TASK DETAILS: Restate, word for word, the lines from the opening line of the data through the line containing "positive clicks: (601, 217)", both included, and nothing else.

SUPPLIED INFORMATION:
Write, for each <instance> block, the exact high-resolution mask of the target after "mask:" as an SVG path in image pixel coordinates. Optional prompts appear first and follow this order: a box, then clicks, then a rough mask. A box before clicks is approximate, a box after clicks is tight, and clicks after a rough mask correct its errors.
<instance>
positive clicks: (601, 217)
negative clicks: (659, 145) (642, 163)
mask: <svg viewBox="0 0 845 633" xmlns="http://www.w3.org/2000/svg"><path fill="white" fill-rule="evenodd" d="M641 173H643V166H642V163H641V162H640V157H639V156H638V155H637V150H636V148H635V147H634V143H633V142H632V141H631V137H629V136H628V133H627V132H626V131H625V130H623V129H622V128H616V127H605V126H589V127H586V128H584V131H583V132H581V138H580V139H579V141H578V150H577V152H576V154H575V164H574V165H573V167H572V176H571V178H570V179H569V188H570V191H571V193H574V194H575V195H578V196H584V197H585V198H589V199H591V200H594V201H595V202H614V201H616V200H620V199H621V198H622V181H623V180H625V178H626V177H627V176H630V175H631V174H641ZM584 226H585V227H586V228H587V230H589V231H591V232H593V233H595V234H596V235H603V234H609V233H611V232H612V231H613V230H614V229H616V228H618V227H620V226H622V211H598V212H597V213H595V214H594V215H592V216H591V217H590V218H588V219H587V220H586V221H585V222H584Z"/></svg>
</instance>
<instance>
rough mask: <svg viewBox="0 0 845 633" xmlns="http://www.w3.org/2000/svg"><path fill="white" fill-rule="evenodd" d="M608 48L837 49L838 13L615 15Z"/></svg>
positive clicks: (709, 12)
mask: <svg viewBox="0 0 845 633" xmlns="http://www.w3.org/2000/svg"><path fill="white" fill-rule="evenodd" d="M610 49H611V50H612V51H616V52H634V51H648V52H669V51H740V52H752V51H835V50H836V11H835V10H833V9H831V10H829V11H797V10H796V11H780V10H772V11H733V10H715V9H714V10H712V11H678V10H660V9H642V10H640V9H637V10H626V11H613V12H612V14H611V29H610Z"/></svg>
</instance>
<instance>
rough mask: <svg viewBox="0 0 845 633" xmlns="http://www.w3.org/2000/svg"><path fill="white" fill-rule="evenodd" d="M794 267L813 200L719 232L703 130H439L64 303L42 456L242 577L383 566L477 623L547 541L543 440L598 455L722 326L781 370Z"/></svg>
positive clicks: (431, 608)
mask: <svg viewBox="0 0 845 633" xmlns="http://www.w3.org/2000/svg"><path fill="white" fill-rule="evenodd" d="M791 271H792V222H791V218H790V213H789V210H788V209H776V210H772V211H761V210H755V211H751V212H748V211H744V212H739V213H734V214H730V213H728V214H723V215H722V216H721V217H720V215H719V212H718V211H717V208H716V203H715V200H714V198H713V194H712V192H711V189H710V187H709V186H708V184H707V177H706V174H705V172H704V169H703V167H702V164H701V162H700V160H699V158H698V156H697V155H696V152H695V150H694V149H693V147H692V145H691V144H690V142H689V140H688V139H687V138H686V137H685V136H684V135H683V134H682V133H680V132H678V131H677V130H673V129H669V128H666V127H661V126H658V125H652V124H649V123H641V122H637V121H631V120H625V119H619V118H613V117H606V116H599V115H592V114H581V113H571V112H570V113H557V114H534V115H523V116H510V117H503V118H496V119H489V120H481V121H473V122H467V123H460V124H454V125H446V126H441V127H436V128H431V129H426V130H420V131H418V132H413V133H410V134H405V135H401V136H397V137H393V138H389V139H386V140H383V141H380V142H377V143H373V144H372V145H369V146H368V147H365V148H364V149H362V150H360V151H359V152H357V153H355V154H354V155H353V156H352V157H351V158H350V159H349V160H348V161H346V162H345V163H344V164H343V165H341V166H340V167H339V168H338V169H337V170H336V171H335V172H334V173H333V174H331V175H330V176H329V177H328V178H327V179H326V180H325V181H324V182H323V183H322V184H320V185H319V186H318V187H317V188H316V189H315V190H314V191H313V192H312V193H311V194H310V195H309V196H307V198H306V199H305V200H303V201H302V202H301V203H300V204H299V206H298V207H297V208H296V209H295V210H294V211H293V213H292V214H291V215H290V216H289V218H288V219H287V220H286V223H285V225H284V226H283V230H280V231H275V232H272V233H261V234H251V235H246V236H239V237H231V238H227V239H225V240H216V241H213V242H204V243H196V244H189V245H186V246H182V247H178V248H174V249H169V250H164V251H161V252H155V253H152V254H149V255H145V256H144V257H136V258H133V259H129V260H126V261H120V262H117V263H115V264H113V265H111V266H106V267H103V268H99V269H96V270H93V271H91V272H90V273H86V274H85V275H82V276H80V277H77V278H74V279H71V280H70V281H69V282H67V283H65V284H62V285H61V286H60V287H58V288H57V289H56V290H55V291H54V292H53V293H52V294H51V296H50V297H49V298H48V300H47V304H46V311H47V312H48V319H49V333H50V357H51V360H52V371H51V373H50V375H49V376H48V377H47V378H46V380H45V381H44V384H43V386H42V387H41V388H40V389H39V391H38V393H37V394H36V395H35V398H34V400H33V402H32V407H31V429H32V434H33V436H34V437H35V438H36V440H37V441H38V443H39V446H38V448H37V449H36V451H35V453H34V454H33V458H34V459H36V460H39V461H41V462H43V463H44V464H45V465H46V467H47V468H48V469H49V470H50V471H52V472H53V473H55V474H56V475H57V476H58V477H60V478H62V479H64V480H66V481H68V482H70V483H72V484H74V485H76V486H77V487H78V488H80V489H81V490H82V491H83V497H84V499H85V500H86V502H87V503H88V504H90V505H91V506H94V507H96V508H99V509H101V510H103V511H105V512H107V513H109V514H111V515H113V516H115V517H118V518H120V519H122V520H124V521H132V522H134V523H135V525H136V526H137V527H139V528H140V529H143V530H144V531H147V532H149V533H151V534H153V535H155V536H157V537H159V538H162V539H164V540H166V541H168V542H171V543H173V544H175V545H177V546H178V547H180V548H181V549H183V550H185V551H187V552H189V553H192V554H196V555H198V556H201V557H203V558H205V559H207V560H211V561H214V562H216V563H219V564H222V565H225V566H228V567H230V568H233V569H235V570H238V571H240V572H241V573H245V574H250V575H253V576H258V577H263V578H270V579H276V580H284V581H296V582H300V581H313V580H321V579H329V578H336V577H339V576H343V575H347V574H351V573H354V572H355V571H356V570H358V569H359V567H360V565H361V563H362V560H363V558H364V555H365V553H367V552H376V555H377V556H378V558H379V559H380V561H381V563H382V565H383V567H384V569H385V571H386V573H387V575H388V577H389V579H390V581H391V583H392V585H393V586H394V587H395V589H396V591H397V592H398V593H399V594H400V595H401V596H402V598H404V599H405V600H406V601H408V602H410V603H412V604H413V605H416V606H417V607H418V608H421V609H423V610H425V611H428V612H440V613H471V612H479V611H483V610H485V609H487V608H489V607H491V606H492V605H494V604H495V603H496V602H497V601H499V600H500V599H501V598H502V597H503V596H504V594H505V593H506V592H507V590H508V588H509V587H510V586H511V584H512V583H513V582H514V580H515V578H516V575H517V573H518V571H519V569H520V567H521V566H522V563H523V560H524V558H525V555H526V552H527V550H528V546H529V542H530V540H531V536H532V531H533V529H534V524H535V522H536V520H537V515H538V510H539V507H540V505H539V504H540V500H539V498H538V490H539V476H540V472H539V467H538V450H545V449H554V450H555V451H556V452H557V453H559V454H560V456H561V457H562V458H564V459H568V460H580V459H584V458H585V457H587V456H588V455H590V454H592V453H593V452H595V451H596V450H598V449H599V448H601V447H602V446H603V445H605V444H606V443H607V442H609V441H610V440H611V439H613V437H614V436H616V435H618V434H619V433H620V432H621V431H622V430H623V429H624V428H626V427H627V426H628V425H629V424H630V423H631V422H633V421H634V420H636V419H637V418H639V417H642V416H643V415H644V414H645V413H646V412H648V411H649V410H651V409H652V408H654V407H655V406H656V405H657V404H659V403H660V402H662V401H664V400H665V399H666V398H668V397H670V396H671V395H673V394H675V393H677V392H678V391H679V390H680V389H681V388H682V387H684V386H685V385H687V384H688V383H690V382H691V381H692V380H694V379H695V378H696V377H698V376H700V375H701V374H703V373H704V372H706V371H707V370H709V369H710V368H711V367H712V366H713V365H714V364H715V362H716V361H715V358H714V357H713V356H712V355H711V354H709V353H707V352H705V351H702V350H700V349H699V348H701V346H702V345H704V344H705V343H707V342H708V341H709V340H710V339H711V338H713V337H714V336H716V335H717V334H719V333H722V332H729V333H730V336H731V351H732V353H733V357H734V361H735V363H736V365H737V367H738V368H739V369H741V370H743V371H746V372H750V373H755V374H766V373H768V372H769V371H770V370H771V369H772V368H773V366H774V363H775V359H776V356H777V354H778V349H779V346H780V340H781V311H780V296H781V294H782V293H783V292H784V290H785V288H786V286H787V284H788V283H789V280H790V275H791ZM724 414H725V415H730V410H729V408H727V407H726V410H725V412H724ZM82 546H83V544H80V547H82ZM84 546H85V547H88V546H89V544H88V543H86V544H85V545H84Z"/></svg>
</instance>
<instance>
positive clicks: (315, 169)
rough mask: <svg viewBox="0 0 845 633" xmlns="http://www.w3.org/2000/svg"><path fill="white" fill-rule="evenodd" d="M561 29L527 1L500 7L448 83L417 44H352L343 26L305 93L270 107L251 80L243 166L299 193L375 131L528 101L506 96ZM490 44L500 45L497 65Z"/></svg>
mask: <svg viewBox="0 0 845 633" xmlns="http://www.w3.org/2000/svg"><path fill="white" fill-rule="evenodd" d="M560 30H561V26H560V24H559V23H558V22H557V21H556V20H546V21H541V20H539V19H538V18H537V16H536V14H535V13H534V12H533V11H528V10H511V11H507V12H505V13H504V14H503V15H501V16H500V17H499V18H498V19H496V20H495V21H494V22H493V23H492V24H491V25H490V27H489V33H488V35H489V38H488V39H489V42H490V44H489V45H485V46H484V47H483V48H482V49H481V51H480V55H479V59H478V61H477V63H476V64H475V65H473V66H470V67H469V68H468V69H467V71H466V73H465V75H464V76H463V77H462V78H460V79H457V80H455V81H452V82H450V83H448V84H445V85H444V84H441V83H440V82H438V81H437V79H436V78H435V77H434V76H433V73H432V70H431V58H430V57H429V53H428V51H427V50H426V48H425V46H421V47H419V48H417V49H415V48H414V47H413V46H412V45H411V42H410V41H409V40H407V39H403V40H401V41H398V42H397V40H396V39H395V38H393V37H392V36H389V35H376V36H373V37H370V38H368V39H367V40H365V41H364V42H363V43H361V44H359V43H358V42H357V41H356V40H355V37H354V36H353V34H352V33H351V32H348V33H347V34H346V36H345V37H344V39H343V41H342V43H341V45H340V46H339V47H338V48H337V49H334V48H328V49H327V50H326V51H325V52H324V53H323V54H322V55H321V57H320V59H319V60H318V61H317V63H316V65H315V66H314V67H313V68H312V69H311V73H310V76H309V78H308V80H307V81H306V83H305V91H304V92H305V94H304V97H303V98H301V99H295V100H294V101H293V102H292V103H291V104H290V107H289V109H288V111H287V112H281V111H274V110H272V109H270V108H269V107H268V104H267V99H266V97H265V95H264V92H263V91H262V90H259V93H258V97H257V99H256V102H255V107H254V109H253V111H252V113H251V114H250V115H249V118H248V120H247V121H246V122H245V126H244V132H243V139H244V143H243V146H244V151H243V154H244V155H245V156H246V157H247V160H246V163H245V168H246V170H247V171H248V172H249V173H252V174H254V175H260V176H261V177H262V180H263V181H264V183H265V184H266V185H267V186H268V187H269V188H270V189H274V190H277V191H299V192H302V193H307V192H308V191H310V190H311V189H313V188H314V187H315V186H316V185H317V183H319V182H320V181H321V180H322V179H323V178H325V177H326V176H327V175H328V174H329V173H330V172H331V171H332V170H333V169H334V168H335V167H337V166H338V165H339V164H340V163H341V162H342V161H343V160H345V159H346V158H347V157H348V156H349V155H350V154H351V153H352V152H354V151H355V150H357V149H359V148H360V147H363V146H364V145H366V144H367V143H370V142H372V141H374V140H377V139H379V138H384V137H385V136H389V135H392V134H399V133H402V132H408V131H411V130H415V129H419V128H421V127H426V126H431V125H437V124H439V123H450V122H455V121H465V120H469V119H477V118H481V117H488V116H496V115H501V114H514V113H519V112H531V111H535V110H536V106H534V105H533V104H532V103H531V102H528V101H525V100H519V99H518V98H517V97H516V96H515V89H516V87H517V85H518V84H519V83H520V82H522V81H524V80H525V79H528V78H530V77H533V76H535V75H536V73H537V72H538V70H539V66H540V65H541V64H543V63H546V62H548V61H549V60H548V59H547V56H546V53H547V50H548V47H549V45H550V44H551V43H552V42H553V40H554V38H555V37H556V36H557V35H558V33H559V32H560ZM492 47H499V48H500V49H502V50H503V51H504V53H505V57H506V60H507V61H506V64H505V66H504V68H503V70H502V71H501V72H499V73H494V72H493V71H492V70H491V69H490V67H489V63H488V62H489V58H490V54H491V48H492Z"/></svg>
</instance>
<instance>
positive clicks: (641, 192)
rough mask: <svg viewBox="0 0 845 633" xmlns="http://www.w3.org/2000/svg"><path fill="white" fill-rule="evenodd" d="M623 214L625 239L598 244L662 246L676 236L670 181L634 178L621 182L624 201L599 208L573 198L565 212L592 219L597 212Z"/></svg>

PROBLEM SOLUTION:
Write, for each <instance> block, the exact high-resolution mask of the target after "mask:" as an SVG path in image pixel coordinates. Optional prompts appear first and follow this order: a box, then clicks, then a rough mask. A box before clicks is approximate, a box after clicks is tight, and clicks after a rough mask correct its errors.
<instance>
positive clicks: (601, 217)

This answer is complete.